- [Goal]: Express the listing from the line containing "wood plank floor." through the line containing "[293,89,316,119]" as a Markdown table with the columns Row and Line. Number each row and skip any blank lines.

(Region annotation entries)
----

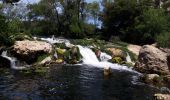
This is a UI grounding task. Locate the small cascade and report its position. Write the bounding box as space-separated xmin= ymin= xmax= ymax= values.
xmin=40 ymin=35 xmax=70 ymax=44
xmin=126 ymin=52 xmax=132 ymax=63
xmin=78 ymin=45 xmax=138 ymax=73
xmin=100 ymin=52 xmax=112 ymax=61
xmin=1 ymin=51 xmax=28 ymax=70
xmin=78 ymin=45 xmax=99 ymax=65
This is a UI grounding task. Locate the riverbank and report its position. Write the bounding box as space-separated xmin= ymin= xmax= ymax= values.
xmin=1 ymin=37 xmax=169 ymax=99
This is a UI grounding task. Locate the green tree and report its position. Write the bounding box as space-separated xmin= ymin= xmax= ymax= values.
xmin=87 ymin=1 xmax=100 ymax=27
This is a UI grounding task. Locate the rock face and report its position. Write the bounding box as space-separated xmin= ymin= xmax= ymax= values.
xmin=127 ymin=44 xmax=141 ymax=56
xmin=106 ymin=48 xmax=124 ymax=58
xmin=13 ymin=40 xmax=52 ymax=64
xmin=0 ymin=56 xmax=11 ymax=68
xmin=154 ymin=94 xmax=170 ymax=100
xmin=134 ymin=45 xmax=170 ymax=75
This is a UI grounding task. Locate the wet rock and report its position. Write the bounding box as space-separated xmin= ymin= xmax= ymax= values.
xmin=112 ymin=57 xmax=123 ymax=64
xmin=134 ymin=45 xmax=170 ymax=75
xmin=95 ymin=49 xmax=101 ymax=60
xmin=154 ymin=94 xmax=170 ymax=100
xmin=127 ymin=44 xmax=141 ymax=56
xmin=12 ymin=40 xmax=52 ymax=64
xmin=164 ymin=75 xmax=170 ymax=83
xmin=0 ymin=56 xmax=11 ymax=68
xmin=69 ymin=46 xmax=82 ymax=64
xmin=40 ymin=57 xmax=52 ymax=64
xmin=143 ymin=74 xmax=160 ymax=84
xmin=56 ymin=59 xmax=64 ymax=64
xmin=104 ymin=67 xmax=111 ymax=76
xmin=106 ymin=48 xmax=125 ymax=58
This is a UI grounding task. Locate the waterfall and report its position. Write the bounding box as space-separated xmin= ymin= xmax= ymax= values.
xmin=78 ymin=45 xmax=99 ymax=65
xmin=78 ymin=45 xmax=137 ymax=73
xmin=126 ymin=52 xmax=132 ymax=63
xmin=1 ymin=51 xmax=28 ymax=70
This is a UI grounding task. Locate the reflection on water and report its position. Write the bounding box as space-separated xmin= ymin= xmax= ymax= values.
xmin=0 ymin=65 xmax=159 ymax=100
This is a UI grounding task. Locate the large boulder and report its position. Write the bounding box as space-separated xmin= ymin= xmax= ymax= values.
xmin=134 ymin=45 xmax=170 ymax=75
xmin=154 ymin=94 xmax=170 ymax=100
xmin=106 ymin=48 xmax=125 ymax=58
xmin=0 ymin=56 xmax=11 ymax=68
xmin=12 ymin=40 xmax=52 ymax=64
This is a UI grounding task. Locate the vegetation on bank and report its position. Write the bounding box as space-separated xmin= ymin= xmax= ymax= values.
xmin=0 ymin=0 xmax=170 ymax=47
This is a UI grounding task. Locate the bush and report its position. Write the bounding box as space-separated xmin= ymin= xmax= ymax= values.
xmin=156 ymin=32 xmax=170 ymax=48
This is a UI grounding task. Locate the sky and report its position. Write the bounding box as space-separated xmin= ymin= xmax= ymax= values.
xmin=21 ymin=0 xmax=99 ymax=3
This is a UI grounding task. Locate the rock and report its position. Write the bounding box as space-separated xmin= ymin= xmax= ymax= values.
xmin=163 ymin=75 xmax=170 ymax=83
xmin=95 ymin=49 xmax=101 ymax=58
xmin=12 ymin=40 xmax=52 ymax=64
xmin=0 ymin=56 xmax=11 ymax=68
xmin=65 ymin=42 xmax=74 ymax=48
xmin=40 ymin=57 xmax=52 ymax=64
xmin=0 ymin=47 xmax=4 ymax=55
xmin=127 ymin=44 xmax=141 ymax=56
xmin=104 ymin=67 xmax=111 ymax=76
xmin=154 ymin=94 xmax=170 ymax=100
xmin=106 ymin=48 xmax=125 ymax=58
xmin=56 ymin=59 xmax=64 ymax=64
xmin=70 ymin=46 xmax=82 ymax=64
xmin=144 ymin=74 xmax=159 ymax=84
xmin=112 ymin=57 xmax=123 ymax=64
xmin=134 ymin=45 xmax=170 ymax=75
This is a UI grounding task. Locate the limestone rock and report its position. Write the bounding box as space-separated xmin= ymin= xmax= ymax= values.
xmin=0 ymin=56 xmax=11 ymax=68
xmin=134 ymin=45 xmax=170 ymax=74
xmin=106 ymin=48 xmax=124 ymax=58
xmin=154 ymin=94 xmax=170 ymax=100
xmin=12 ymin=40 xmax=52 ymax=63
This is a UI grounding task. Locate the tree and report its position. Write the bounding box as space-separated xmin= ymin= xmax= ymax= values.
xmin=0 ymin=0 xmax=20 ymax=4
xmin=102 ymin=0 xmax=169 ymax=44
xmin=87 ymin=1 xmax=100 ymax=27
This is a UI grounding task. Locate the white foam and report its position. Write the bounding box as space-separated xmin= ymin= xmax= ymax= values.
xmin=78 ymin=45 xmax=137 ymax=73
xmin=1 ymin=51 xmax=28 ymax=70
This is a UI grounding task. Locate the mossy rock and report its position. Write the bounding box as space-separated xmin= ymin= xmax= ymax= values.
xmin=112 ymin=57 xmax=123 ymax=64
xmin=56 ymin=59 xmax=64 ymax=64
xmin=56 ymin=48 xmax=66 ymax=59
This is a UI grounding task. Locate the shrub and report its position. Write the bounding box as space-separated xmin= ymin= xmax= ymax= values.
xmin=156 ymin=32 xmax=170 ymax=48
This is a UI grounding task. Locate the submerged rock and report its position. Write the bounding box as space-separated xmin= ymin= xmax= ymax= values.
xmin=154 ymin=94 xmax=170 ymax=100
xmin=135 ymin=45 xmax=170 ymax=74
xmin=12 ymin=40 xmax=52 ymax=64
xmin=143 ymin=74 xmax=162 ymax=85
xmin=127 ymin=44 xmax=141 ymax=56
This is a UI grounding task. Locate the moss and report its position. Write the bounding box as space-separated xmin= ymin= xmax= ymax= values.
xmin=55 ymin=43 xmax=69 ymax=49
xmin=37 ymin=54 xmax=50 ymax=62
xmin=112 ymin=57 xmax=123 ymax=64
xmin=123 ymin=62 xmax=134 ymax=68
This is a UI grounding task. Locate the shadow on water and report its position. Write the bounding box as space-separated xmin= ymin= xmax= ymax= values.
xmin=0 ymin=65 xmax=159 ymax=100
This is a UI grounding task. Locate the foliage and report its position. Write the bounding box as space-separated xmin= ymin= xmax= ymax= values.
xmin=156 ymin=32 xmax=170 ymax=48
xmin=123 ymin=8 xmax=168 ymax=44
xmin=101 ymin=0 xmax=169 ymax=45
xmin=112 ymin=57 xmax=123 ymax=64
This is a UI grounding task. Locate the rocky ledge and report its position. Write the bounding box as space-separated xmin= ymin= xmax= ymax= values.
xmin=134 ymin=45 xmax=170 ymax=75
xmin=12 ymin=40 xmax=52 ymax=63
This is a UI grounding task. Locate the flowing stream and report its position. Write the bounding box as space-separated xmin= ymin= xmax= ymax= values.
xmin=0 ymin=37 xmax=166 ymax=100
xmin=78 ymin=45 xmax=137 ymax=73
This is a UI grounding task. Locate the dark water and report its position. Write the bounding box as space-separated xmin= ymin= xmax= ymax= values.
xmin=0 ymin=66 xmax=159 ymax=100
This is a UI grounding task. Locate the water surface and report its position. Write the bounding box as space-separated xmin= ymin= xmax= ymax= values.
xmin=0 ymin=65 xmax=159 ymax=100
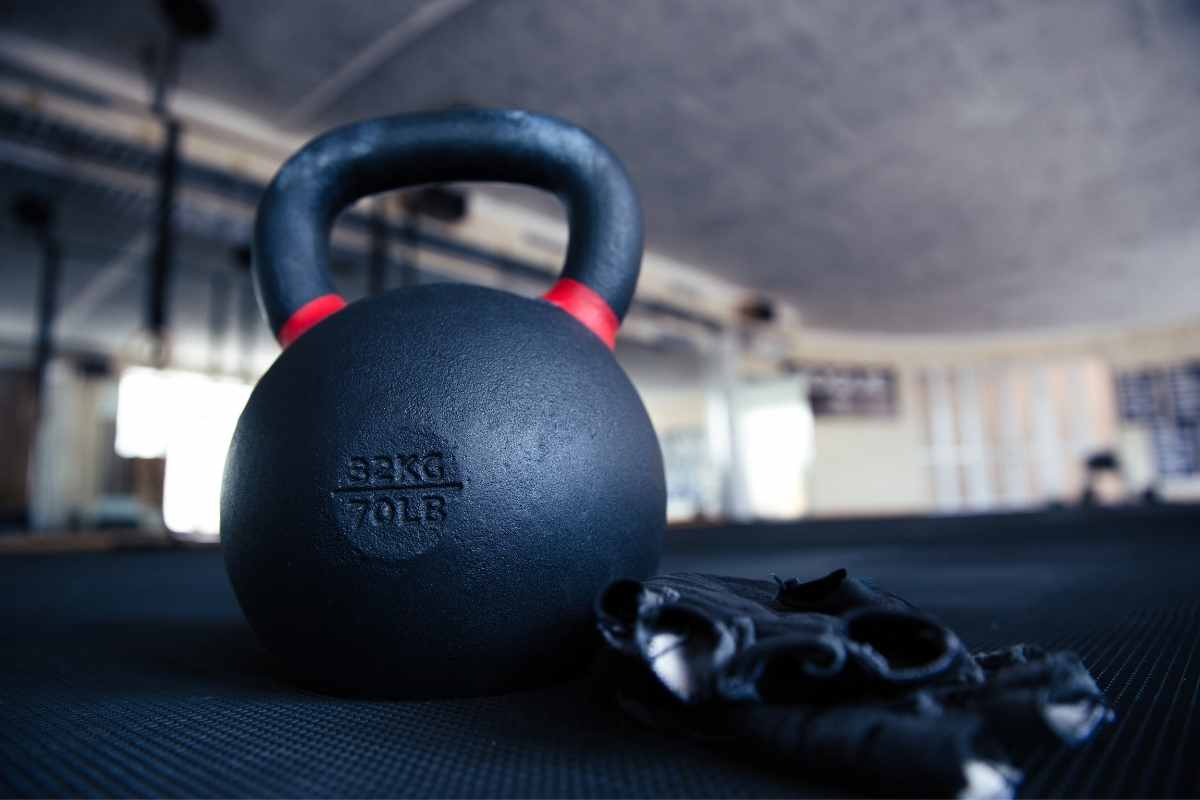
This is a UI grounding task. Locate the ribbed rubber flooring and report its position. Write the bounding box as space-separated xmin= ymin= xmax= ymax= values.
xmin=0 ymin=512 xmax=1200 ymax=798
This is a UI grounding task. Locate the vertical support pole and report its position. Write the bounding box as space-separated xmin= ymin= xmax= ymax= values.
xmin=958 ymin=367 xmax=992 ymax=511
xmin=146 ymin=116 xmax=180 ymax=367
xmin=400 ymin=211 xmax=421 ymax=289
xmin=925 ymin=367 xmax=962 ymax=511
xmin=209 ymin=270 xmax=229 ymax=374
xmin=1000 ymin=363 xmax=1030 ymax=506
xmin=34 ymin=229 xmax=62 ymax=413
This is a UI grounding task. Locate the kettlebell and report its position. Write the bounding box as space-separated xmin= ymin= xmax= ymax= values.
xmin=221 ymin=110 xmax=666 ymax=698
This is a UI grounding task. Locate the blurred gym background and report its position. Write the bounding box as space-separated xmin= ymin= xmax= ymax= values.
xmin=0 ymin=0 xmax=1200 ymax=543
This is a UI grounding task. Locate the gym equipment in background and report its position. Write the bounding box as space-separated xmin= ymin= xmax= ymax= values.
xmin=221 ymin=110 xmax=666 ymax=697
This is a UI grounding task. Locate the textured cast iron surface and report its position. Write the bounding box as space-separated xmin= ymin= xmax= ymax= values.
xmin=221 ymin=284 xmax=666 ymax=697
xmin=0 ymin=511 xmax=1200 ymax=798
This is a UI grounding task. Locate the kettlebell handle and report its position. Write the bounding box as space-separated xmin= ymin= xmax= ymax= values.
xmin=253 ymin=110 xmax=642 ymax=348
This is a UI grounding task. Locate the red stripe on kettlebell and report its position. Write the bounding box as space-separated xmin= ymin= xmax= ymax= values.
xmin=541 ymin=278 xmax=620 ymax=350
xmin=276 ymin=294 xmax=346 ymax=347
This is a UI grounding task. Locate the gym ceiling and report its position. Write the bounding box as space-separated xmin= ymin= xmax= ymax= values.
xmin=0 ymin=0 xmax=1200 ymax=333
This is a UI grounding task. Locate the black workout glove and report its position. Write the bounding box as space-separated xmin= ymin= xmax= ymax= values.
xmin=596 ymin=570 xmax=1111 ymax=798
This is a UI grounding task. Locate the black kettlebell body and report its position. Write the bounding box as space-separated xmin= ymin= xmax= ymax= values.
xmin=221 ymin=112 xmax=666 ymax=698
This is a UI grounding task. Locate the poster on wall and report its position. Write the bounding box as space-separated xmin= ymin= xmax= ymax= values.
xmin=790 ymin=363 xmax=898 ymax=417
xmin=1117 ymin=361 xmax=1200 ymax=477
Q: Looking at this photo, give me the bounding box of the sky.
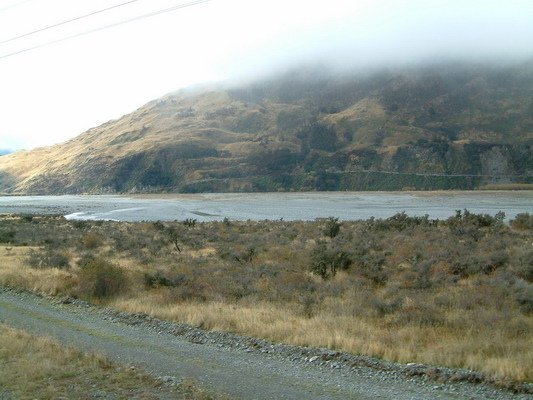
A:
[0,0,533,150]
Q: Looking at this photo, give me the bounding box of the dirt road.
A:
[0,288,531,400]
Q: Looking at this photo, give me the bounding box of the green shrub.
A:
[27,249,69,268]
[324,217,341,239]
[81,232,104,250]
[144,271,185,288]
[0,229,16,243]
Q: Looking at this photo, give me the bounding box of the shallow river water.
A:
[0,191,533,221]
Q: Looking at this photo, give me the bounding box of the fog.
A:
[0,0,533,149]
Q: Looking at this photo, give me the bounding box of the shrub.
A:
[28,249,69,268]
[0,229,16,243]
[81,232,104,250]
[144,271,185,288]
[310,242,352,279]
[183,218,196,228]
[79,258,127,298]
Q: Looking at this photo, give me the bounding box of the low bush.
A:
[78,258,128,298]
[27,248,70,268]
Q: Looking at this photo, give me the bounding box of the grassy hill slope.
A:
[0,62,533,194]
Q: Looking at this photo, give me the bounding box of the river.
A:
[0,191,533,221]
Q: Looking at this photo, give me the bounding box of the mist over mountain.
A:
[0,61,533,194]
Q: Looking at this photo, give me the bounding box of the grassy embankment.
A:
[0,212,533,381]
[0,324,216,400]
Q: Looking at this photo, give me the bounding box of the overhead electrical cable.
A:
[0,0,141,44]
[0,0,214,60]
[0,0,34,11]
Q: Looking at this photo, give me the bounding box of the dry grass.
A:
[0,325,216,400]
[111,290,533,381]
[0,214,533,381]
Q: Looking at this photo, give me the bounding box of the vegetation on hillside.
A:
[0,210,533,382]
[0,62,533,194]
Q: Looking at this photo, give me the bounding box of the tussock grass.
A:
[0,324,216,400]
[0,212,533,381]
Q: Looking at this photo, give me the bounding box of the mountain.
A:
[0,62,533,194]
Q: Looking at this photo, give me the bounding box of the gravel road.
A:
[0,287,533,400]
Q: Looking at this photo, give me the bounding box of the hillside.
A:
[0,62,533,194]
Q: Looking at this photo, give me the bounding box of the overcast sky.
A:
[0,0,533,149]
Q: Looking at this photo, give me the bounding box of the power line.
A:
[0,0,34,11]
[0,0,140,44]
[0,0,214,60]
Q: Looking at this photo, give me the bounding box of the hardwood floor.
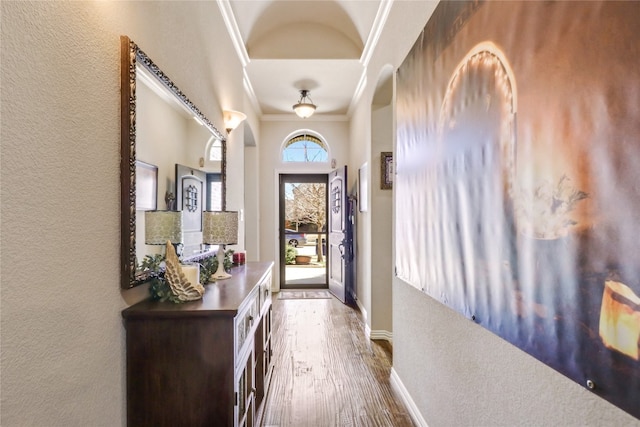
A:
[264,294,413,427]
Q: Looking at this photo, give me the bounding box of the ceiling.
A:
[218,0,392,119]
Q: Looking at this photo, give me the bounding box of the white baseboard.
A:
[390,368,429,427]
[369,330,393,344]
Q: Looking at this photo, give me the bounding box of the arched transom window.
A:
[282,134,329,163]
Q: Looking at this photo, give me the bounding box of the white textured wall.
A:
[350,1,640,427]
[0,1,243,427]
[259,119,355,290]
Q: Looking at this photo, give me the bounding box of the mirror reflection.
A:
[122,37,226,288]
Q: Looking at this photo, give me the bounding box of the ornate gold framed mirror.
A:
[120,36,226,289]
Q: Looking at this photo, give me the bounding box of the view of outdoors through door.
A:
[280,174,327,289]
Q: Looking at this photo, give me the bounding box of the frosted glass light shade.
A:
[293,90,316,119]
[202,211,238,245]
[144,211,182,245]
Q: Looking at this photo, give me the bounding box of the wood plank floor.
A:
[264,294,413,427]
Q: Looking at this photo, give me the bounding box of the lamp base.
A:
[209,245,231,282]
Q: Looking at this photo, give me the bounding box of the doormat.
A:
[278,290,331,299]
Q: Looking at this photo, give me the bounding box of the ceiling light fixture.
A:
[223,110,247,133]
[293,89,316,119]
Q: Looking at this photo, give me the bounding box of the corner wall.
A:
[0,1,243,427]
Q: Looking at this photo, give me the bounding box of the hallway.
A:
[264,294,413,427]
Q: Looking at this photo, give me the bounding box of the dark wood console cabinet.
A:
[122,262,273,427]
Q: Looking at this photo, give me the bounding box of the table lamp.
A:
[144,211,182,255]
[202,211,238,281]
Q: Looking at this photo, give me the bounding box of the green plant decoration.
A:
[140,254,183,304]
[140,249,235,304]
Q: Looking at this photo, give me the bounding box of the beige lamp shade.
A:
[202,211,238,245]
[144,211,182,245]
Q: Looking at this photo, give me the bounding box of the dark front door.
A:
[327,166,348,302]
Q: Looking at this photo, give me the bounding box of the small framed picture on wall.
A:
[380,151,393,190]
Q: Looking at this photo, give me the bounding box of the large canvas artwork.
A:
[394,1,640,418]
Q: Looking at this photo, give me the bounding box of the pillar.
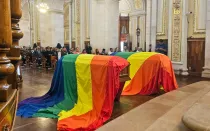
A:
[38,0,64,47]
[8,0,23,89]
[69,0,73,48]
[168,0,189,76]
[0,0,14,102]
[146,0,152,50]
[90,0,119,51]
[202,0,210,78]
[150,0,158,51]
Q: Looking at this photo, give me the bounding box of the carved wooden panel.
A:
[187,39,205,76]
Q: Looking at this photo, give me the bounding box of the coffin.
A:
[17,54,130,130]
[112,52,178,95]
[0,89,18,131]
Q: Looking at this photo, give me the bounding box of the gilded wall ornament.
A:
[134,0,142,9]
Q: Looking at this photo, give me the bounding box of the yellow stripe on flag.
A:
[59,55,95,120]
[124,52,157,89]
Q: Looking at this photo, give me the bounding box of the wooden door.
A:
[187,38,205,76]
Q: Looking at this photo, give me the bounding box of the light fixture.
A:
[36,0,49,13]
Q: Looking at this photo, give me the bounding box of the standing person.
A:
[155,40,168,55]
[56,43,62,49]
[86,43,92,54]
[33,43,37,49]
[82,49,87,54]
[108,48,113,55]
[133,47,137,52]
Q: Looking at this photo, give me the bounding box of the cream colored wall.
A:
[19,2,30,46]
[156,0,169,40]
[187,0,207,38]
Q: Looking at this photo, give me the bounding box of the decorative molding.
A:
[157,0,167,36]
[171,0,183,62]
[49,9,64,14]
[134,0,143,10]
[129,10,146,17]
[193,0,206,34]
[75,0,81,48]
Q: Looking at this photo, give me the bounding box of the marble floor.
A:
[14,68,208,131]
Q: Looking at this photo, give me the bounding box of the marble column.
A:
[50,10,64,47]
[69,0,73,48]
[0,0,14,102]
[130,16,138,50]
[168,0,189,76]
[39,10,64,47]
[90,0,119,51]
[202,0,210,78]
[151,0,158,51]
[146,0,152,50]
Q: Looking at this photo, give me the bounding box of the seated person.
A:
[155,40,168,55]
[101,49,107,55]
[95,49,100,55]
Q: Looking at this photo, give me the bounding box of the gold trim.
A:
[193,0,206,34]
[157,0,166,36]
[171,0,183,62]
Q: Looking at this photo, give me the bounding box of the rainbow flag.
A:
[17,54,129,131]
[112,52,178,95]
[17,52,178,131]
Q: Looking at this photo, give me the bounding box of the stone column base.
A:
[202,67,210,78]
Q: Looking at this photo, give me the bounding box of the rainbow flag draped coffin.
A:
[17,54,129,131]
[112,52,178,95]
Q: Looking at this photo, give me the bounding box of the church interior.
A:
[0,0,210,131]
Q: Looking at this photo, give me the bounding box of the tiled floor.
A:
[14,68,209,131]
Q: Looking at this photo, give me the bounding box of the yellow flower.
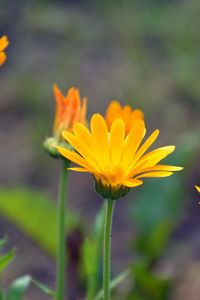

----

- [Result of this exercise]:
| Row | Line |
|---|---|
| 1 | Q: Looking at this photo, give me the bounding box of the wood plank floor. |
| 2 | A: |
| 3 | [264,294,413,427] |
| 4 | Q: Looking at this photo, give me the bounding box of the lamp base. |
| 5 | A: |
| 6 | [209,245,231,282] |
| 7 | Q: Looking at this photo, give me the bounding box of the doormat. |
| 8 | A: |
| 9 | [278,290,331,299] |
| 10 | Q: Looking at this photo, give me the bounding box of the ceiling light fixture. |
| 11 | A: |
| 12 | [223,110,247,133] |
| 13 | [293,89,316,119] |